• _ACTIVITY_
In the records below, begin at the line containing "Label a point on each instance of the stone" and end at the line containing "Label a point on each instance of the ivy foliage"; quote every line in that span exactly, including both boundary lines, and no others.

Region pointing data
------------------------------------------------------------------------
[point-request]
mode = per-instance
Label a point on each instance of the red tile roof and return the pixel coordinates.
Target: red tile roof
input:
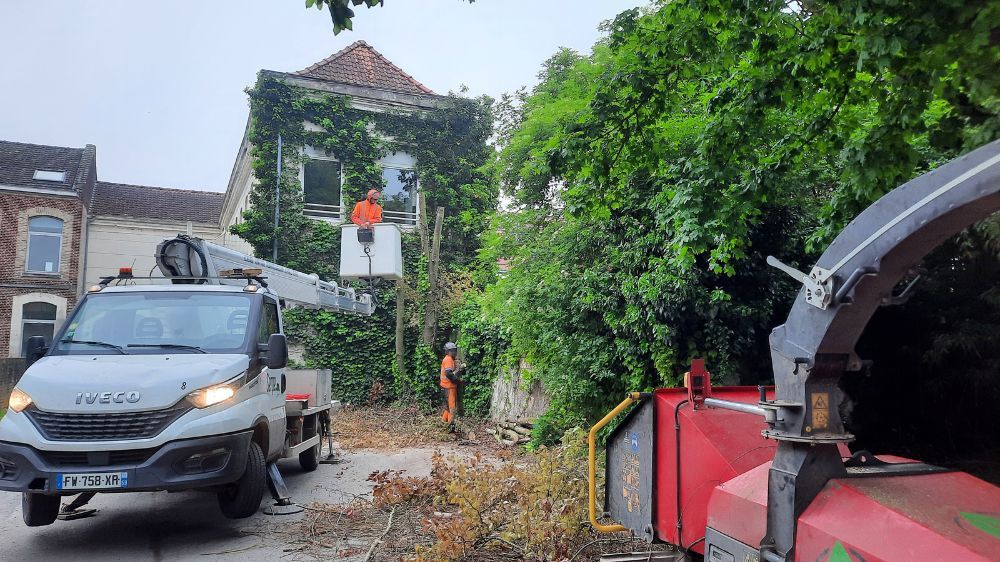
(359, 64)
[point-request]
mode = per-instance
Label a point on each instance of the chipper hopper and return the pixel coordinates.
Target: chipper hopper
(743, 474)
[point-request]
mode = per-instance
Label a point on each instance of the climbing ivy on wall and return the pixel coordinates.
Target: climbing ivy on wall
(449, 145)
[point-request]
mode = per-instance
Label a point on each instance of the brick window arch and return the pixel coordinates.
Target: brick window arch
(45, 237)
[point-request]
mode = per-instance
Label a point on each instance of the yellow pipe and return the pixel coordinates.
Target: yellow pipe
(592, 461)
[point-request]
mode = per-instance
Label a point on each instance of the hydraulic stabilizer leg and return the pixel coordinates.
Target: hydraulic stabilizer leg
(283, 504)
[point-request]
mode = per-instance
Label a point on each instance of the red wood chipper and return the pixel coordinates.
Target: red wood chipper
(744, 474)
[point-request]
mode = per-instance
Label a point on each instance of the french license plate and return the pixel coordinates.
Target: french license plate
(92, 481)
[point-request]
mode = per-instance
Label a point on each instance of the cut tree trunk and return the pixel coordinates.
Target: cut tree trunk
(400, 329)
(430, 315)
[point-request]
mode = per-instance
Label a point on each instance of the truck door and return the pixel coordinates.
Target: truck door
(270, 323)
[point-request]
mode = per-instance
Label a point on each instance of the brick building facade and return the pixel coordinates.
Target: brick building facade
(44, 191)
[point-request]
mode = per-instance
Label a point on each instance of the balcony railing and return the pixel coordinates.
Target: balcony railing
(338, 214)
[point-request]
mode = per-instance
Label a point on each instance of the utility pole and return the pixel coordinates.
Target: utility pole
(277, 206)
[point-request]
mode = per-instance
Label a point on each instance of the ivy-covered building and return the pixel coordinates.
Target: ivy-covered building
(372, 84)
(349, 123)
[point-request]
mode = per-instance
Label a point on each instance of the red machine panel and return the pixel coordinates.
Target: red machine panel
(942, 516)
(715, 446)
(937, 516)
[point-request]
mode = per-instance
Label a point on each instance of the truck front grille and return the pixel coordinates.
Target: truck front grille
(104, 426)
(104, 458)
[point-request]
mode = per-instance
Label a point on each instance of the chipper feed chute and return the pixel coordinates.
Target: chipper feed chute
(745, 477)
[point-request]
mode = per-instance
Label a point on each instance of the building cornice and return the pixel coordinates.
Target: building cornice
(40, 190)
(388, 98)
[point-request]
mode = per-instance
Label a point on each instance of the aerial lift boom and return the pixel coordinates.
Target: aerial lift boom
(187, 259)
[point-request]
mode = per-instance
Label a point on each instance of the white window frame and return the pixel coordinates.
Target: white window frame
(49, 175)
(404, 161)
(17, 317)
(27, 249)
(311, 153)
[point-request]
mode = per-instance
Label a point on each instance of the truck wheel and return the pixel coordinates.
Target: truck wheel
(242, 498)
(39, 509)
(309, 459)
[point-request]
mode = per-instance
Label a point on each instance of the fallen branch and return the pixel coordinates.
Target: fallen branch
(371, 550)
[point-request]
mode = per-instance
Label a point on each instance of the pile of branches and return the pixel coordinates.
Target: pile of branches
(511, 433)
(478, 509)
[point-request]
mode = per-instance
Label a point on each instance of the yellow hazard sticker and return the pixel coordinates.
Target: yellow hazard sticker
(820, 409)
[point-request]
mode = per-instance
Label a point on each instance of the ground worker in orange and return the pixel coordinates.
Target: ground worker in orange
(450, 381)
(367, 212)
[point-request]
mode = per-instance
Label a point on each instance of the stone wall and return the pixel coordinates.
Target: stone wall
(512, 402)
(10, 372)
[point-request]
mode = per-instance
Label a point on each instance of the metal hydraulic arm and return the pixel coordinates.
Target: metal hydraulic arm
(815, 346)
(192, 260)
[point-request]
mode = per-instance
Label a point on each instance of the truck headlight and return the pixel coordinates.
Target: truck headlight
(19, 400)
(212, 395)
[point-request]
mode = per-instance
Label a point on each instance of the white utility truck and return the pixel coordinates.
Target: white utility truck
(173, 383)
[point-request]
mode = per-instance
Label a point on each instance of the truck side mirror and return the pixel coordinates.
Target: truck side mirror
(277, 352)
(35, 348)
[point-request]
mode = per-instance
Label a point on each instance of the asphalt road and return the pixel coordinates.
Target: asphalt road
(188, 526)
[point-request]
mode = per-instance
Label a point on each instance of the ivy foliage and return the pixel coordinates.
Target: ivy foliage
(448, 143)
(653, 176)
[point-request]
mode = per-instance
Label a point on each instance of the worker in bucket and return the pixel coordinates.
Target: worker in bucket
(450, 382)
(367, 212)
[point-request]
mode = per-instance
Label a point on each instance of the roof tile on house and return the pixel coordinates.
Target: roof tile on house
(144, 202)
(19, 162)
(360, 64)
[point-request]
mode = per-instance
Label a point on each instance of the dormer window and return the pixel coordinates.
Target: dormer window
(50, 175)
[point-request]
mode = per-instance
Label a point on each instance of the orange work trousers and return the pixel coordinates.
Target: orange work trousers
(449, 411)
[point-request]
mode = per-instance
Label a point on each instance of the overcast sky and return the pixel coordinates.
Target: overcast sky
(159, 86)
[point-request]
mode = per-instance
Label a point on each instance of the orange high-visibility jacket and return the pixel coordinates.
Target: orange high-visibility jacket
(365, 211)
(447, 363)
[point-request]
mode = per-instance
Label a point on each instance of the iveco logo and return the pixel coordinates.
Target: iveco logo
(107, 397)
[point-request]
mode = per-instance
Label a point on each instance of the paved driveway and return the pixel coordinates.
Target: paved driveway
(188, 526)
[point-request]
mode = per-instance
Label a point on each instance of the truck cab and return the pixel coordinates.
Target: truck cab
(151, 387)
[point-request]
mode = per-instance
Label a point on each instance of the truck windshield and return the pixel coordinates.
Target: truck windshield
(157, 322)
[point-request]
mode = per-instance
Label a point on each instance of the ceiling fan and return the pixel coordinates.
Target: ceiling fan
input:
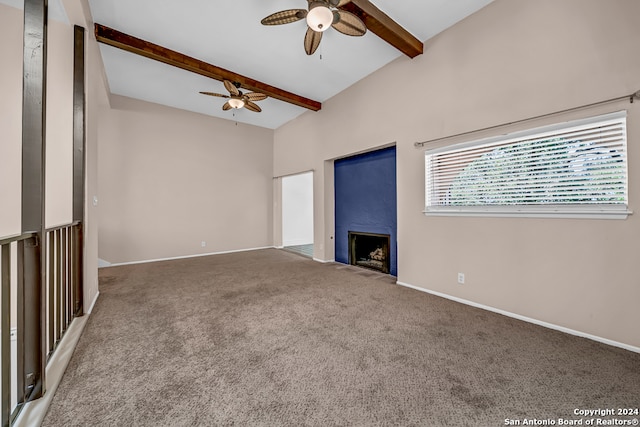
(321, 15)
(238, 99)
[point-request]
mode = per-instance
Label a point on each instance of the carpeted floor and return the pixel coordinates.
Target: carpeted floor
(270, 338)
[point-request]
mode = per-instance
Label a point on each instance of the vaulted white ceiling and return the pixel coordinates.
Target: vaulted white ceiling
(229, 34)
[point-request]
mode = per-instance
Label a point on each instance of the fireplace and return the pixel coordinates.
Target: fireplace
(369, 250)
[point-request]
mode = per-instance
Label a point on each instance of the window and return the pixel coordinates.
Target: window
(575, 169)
------------------------------------------------------------------------
• _TASK RESPONSE_
Label a point on each instance of the stone wall and return the pixel coordinates.
Target: stone wall
(512, 402)
(10, 372)
[point-request]
mode = per-instance
Label a point on each instance of the metal hydraulic arm and return the pixel coordinates.
Target: metal hydraulic arm
(815, 346)
(192, 260)
[point-request]
mode = per-instance
Label a point on each instance of the truck headlight and return the pixel coordinates.
Target: truck headlight
(19, 400)
(212, 395)
[point-request]
mode = per-instance
Label a point on each instance of the white utility truck and return the pixel coordinates.
Target: white utility truck
(173, 383)
[point-request]
mode = per-instance
Label a point on each instance of the truck side mirror and return the pixel coordinates.
Target: truck side mirror
(277, 352)
(35, 348)
[point-request]
mode = per-instance
Label a point on each instance of the asphalt road and return the pixel coordinates.
Target: asphalt road
(188, 526)
[point-request]
mode = per-instance
Label a point on each instance of the ivy foliage and return the pixel coordinates.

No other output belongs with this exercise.